Image point grounding data
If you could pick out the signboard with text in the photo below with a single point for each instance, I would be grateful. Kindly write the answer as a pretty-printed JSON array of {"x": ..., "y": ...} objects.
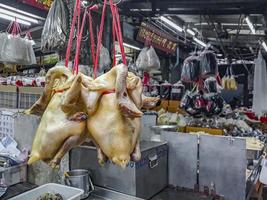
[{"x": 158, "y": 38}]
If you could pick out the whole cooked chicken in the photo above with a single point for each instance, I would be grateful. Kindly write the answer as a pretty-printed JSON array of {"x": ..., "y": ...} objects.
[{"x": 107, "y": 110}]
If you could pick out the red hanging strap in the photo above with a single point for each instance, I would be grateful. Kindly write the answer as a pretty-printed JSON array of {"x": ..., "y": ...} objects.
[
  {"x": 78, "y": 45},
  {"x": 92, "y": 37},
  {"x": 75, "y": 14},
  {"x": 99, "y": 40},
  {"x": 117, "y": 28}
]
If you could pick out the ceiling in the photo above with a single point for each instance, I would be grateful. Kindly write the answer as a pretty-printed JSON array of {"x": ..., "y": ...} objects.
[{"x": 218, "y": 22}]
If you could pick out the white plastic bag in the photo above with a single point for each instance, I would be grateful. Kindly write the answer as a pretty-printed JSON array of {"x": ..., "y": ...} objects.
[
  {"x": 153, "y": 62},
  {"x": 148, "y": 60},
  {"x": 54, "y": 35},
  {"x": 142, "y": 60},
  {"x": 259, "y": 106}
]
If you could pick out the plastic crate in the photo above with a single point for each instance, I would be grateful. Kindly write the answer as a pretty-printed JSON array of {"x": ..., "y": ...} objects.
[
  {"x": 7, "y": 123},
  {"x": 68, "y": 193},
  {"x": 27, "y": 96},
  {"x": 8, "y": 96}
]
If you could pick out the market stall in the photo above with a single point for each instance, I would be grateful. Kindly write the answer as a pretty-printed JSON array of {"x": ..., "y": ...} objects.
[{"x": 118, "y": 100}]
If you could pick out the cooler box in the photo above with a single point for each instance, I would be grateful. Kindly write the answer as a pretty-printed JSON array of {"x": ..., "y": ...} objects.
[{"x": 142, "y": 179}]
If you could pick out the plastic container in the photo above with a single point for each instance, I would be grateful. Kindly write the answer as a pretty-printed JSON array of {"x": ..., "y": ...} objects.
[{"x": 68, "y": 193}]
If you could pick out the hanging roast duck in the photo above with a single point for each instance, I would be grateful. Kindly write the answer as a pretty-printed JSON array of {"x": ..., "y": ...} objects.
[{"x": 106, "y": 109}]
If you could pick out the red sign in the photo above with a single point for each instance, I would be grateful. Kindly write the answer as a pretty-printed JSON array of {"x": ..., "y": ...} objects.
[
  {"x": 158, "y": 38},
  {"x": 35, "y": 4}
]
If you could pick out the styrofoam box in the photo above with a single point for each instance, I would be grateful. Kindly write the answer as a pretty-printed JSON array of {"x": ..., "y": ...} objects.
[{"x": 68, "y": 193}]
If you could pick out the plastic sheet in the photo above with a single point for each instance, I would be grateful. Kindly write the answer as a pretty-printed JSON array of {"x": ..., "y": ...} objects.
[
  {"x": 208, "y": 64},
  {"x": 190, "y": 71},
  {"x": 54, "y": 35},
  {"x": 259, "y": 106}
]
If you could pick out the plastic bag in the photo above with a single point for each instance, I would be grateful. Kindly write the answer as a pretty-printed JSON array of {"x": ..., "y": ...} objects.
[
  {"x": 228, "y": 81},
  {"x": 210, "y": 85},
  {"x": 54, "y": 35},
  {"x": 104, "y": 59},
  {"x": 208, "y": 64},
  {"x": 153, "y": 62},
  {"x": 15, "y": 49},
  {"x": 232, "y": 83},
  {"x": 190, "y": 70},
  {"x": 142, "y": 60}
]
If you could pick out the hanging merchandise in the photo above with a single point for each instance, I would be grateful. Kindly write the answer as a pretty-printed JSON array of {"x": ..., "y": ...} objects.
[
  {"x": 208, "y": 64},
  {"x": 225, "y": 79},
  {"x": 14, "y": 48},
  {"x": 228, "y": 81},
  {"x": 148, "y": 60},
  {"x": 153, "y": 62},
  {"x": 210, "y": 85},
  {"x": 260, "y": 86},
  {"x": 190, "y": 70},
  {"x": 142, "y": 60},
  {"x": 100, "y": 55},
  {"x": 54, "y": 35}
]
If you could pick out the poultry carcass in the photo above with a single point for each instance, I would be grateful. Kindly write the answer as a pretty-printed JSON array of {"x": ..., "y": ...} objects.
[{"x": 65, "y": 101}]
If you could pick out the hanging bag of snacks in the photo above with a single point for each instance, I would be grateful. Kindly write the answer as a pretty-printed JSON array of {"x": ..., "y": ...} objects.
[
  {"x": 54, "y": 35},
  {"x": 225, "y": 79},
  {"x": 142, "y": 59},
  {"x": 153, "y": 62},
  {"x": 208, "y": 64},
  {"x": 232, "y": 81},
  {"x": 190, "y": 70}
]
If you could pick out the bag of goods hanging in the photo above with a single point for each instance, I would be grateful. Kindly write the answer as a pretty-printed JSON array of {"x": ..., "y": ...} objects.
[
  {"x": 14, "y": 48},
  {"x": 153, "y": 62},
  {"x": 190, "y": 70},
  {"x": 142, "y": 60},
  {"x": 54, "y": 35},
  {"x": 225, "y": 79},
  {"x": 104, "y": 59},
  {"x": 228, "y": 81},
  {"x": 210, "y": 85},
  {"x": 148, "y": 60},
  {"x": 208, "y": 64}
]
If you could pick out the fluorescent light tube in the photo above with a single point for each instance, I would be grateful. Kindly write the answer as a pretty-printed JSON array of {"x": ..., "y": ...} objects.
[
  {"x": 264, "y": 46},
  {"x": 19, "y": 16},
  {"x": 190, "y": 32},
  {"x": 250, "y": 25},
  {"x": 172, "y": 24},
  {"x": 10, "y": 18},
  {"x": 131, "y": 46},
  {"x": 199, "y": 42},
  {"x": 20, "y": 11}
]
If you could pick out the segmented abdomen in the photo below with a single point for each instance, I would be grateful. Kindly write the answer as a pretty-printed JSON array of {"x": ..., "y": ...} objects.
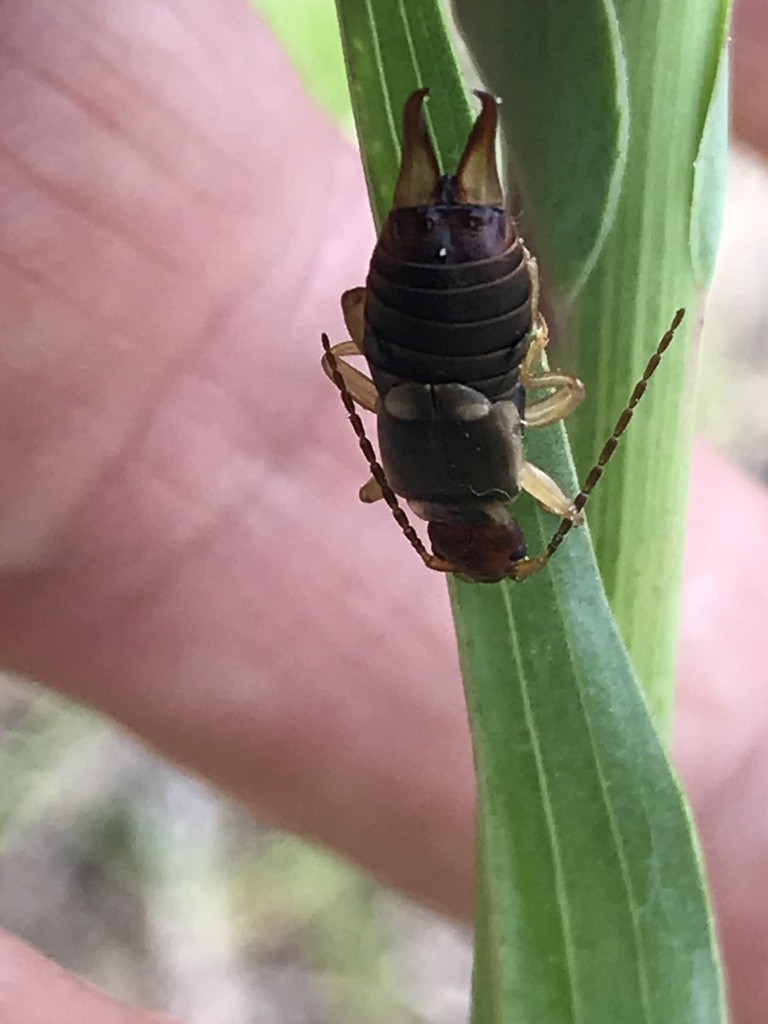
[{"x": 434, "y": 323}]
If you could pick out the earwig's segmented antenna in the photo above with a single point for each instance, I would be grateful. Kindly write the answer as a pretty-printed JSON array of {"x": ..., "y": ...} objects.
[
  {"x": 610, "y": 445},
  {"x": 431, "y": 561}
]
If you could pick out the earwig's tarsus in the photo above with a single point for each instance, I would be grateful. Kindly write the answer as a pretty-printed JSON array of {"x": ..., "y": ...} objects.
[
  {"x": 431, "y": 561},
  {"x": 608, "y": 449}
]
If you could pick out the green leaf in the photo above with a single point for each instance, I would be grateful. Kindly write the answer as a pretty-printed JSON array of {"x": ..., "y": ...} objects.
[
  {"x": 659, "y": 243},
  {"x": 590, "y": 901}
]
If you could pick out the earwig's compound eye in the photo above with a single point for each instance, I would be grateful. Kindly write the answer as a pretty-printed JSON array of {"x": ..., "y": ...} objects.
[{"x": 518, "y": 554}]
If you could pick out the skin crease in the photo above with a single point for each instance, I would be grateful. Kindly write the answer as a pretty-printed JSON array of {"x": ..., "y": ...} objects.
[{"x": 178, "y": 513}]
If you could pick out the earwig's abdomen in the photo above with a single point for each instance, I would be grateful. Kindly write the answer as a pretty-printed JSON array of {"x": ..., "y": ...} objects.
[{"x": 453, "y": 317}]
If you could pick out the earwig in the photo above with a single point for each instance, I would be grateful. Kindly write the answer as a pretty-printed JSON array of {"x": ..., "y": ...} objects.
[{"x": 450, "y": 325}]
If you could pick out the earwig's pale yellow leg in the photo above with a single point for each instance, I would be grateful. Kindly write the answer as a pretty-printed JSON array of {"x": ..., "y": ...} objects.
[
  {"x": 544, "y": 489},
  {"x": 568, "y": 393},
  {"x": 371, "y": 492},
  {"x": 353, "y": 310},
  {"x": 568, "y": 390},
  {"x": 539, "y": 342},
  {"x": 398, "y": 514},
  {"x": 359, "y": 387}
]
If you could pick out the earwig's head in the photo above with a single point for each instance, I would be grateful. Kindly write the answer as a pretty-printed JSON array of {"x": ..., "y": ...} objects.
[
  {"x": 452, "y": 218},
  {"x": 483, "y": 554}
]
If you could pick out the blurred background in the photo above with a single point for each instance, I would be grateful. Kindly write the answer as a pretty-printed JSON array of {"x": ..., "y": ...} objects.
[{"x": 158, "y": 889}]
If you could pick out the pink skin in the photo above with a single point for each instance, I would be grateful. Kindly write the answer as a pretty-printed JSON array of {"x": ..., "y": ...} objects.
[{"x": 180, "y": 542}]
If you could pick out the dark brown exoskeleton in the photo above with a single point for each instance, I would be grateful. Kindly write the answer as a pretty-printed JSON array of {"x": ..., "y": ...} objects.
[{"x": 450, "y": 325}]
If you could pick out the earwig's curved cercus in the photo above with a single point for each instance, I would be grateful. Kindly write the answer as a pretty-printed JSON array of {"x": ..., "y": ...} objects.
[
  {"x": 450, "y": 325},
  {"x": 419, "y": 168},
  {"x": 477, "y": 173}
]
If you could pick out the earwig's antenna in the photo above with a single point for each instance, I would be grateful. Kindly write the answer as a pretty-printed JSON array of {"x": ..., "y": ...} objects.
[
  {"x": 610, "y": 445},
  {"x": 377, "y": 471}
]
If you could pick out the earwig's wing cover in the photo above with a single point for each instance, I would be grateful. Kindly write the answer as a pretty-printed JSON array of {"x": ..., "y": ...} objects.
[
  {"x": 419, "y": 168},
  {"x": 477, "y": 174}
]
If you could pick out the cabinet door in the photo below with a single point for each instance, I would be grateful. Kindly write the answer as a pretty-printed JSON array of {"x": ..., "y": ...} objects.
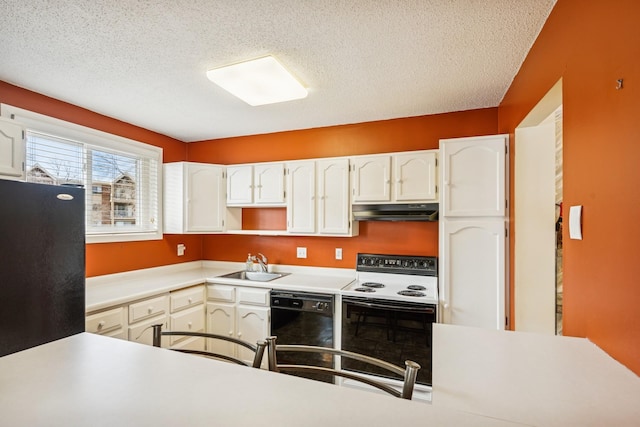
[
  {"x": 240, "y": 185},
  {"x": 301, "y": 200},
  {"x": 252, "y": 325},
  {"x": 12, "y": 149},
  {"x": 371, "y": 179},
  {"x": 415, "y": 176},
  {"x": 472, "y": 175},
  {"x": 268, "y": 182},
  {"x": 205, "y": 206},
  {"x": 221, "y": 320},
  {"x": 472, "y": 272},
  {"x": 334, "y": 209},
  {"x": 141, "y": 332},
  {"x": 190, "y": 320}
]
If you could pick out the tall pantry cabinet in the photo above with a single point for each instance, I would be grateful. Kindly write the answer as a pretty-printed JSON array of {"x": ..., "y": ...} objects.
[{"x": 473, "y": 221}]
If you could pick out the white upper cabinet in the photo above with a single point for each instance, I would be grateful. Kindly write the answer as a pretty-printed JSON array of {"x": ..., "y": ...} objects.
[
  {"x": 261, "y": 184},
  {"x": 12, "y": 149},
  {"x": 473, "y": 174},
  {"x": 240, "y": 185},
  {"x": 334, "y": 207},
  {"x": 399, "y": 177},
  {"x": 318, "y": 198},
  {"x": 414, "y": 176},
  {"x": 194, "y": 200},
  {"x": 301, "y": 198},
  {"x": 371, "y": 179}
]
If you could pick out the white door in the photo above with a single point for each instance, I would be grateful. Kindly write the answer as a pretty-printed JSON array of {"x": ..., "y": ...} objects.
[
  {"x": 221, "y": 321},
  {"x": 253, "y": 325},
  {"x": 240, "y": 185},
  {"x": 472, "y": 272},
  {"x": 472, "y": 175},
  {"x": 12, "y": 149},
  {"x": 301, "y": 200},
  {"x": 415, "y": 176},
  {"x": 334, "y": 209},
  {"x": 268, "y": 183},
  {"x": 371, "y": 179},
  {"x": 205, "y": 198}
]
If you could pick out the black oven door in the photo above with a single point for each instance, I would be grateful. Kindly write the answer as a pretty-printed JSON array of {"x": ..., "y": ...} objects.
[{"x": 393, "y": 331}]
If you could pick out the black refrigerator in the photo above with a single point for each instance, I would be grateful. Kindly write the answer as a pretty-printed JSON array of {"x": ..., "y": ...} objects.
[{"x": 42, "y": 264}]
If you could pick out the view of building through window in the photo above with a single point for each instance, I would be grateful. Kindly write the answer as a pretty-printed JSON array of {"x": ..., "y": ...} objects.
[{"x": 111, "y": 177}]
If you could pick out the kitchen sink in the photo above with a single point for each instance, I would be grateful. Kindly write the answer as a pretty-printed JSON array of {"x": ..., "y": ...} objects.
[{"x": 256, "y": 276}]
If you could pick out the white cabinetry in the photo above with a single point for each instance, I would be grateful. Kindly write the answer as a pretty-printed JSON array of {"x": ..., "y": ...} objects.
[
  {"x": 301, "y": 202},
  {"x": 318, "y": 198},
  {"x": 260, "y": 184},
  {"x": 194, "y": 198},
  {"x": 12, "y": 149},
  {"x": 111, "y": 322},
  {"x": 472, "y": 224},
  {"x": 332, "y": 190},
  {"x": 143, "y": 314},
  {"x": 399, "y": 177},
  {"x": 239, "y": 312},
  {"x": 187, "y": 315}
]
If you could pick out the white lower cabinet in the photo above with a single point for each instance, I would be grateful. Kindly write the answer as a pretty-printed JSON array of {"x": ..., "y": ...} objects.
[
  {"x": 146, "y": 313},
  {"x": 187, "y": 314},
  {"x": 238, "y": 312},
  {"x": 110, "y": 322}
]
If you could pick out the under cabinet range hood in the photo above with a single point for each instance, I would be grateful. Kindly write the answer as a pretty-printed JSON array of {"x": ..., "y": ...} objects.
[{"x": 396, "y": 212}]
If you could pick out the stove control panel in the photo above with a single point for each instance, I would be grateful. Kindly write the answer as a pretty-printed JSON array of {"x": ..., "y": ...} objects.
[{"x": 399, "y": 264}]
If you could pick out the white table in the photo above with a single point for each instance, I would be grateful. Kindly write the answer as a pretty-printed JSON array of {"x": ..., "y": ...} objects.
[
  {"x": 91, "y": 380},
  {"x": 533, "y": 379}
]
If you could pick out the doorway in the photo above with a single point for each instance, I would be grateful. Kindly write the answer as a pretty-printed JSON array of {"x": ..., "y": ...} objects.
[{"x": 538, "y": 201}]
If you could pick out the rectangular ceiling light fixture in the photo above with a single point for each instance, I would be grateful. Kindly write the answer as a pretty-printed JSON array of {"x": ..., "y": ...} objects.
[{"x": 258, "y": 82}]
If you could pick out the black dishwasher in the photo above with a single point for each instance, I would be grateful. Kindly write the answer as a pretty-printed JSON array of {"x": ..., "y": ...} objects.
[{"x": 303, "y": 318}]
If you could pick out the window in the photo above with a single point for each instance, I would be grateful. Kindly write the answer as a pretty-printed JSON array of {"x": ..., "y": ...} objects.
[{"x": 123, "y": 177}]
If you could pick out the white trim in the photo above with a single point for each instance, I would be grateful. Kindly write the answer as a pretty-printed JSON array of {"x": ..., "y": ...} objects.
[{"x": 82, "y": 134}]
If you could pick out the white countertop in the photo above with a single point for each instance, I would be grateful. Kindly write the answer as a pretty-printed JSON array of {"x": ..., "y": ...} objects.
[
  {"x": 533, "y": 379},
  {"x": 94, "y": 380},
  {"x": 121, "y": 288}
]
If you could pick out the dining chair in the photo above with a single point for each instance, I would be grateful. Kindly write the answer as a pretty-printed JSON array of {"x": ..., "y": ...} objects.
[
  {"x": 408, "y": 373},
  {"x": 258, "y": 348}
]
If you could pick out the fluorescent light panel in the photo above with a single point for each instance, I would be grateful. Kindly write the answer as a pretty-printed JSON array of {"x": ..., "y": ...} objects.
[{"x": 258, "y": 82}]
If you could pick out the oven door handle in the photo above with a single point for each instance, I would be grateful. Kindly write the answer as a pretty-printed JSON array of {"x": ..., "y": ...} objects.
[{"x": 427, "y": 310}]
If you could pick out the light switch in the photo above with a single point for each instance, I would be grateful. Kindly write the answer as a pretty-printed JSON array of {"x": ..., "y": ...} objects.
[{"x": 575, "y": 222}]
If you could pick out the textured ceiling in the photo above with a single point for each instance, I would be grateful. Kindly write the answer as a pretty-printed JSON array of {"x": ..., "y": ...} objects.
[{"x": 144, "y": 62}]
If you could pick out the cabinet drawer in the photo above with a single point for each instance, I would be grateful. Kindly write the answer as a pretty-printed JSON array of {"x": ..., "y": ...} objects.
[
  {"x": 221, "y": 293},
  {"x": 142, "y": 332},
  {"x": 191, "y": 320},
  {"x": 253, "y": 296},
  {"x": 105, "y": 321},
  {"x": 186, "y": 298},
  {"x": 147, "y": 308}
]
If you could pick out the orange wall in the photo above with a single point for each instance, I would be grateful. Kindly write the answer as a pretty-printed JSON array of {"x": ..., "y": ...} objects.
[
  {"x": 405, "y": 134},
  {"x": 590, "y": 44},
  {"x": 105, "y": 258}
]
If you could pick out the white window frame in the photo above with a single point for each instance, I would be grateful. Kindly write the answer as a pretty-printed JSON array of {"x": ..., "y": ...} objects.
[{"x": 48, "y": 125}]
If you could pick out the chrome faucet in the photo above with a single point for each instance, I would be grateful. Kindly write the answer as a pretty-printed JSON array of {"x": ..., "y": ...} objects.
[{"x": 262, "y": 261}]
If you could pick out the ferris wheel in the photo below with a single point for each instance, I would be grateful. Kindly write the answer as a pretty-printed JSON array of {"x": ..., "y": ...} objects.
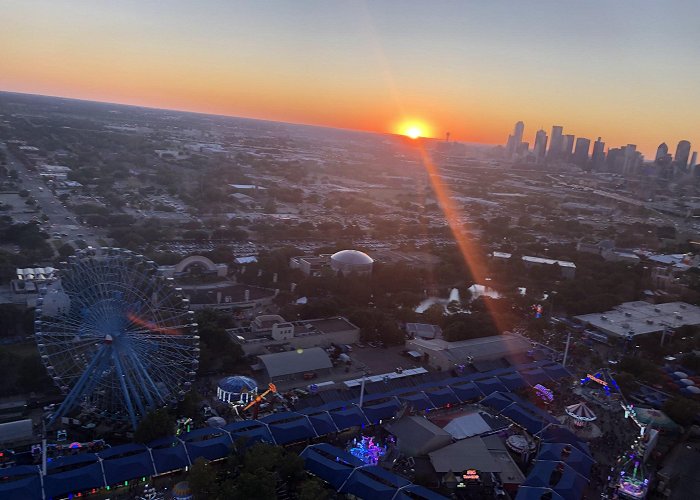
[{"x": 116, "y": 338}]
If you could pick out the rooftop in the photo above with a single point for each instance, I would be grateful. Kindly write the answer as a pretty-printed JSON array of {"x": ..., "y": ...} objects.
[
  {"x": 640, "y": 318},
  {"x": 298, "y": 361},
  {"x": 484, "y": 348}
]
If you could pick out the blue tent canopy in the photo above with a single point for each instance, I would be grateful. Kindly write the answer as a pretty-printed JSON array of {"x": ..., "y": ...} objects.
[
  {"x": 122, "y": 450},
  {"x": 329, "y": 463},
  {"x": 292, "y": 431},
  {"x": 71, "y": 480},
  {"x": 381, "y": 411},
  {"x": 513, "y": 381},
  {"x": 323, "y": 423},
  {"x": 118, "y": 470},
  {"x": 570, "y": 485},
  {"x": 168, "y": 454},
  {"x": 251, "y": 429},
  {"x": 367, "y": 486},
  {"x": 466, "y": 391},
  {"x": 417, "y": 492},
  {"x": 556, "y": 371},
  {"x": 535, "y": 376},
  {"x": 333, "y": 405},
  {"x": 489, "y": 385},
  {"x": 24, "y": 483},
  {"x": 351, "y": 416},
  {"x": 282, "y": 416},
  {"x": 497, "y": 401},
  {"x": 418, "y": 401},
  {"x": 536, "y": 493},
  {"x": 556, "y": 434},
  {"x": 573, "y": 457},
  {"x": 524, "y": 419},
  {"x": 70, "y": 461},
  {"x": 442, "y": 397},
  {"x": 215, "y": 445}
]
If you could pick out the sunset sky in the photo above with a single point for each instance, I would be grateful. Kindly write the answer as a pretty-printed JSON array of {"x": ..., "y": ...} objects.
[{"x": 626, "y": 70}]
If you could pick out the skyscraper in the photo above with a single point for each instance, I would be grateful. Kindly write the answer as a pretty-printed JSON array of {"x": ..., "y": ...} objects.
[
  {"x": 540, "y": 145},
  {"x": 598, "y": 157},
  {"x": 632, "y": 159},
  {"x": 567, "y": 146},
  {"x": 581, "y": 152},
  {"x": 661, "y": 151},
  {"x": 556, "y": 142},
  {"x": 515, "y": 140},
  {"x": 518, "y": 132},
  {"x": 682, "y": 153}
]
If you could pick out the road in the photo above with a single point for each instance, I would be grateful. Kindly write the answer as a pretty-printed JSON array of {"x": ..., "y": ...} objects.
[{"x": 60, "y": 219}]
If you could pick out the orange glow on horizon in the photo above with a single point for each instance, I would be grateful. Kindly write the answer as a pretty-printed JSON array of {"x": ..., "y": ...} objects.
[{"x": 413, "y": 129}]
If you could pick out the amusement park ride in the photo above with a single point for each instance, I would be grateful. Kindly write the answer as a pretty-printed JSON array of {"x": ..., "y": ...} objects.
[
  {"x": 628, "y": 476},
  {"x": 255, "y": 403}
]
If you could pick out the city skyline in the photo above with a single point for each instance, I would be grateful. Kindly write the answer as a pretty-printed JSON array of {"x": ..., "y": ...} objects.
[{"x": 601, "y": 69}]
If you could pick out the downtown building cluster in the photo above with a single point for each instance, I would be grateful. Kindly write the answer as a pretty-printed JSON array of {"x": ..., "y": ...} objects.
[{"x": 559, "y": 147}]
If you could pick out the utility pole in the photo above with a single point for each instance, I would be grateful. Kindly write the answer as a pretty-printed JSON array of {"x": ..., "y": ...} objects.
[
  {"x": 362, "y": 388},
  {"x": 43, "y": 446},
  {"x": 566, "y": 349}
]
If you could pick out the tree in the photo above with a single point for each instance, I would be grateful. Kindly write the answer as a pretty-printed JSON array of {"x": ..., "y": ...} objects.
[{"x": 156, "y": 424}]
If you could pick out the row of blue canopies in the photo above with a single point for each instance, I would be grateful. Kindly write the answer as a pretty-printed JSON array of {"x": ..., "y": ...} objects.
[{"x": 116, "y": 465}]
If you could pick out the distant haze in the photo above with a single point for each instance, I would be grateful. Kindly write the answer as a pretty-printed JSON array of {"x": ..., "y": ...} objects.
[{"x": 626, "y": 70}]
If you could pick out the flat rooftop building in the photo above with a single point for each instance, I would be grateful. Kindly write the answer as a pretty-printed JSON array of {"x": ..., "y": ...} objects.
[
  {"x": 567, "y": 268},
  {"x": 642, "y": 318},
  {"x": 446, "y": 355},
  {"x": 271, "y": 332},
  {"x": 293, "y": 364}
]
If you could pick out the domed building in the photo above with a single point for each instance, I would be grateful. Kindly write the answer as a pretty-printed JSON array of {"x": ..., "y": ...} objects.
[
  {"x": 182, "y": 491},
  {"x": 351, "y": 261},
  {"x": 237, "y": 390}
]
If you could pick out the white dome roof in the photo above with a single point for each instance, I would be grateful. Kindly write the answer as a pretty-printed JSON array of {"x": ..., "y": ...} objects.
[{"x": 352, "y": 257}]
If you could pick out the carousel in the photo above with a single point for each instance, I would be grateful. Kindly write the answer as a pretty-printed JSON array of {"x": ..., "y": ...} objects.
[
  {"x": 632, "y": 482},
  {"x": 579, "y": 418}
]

== Problem requirements ==
Reproduce each line of the entries above from the one containing "If you could pick out the white dome" through the last, exactly, and no other line.

== Result of this exercise ==
If you could pick out the white dome roof in the photo above with a single point for each instance, I would be grateful. Kindly write the answer as a pretty-printed JSON array of {"x": ..., "y": ...} objects.
[{"x": 352, "y": 257}]
If you could pick out the carousel in the photo above with a single point for each instance, I would be grateful. Kindly write the answer as a pretty-printed JSON array of {"x": ..., "y": ...} objects.
[
  {"x": 632, "y": 482},
  {"x": 579, "y": 418}
]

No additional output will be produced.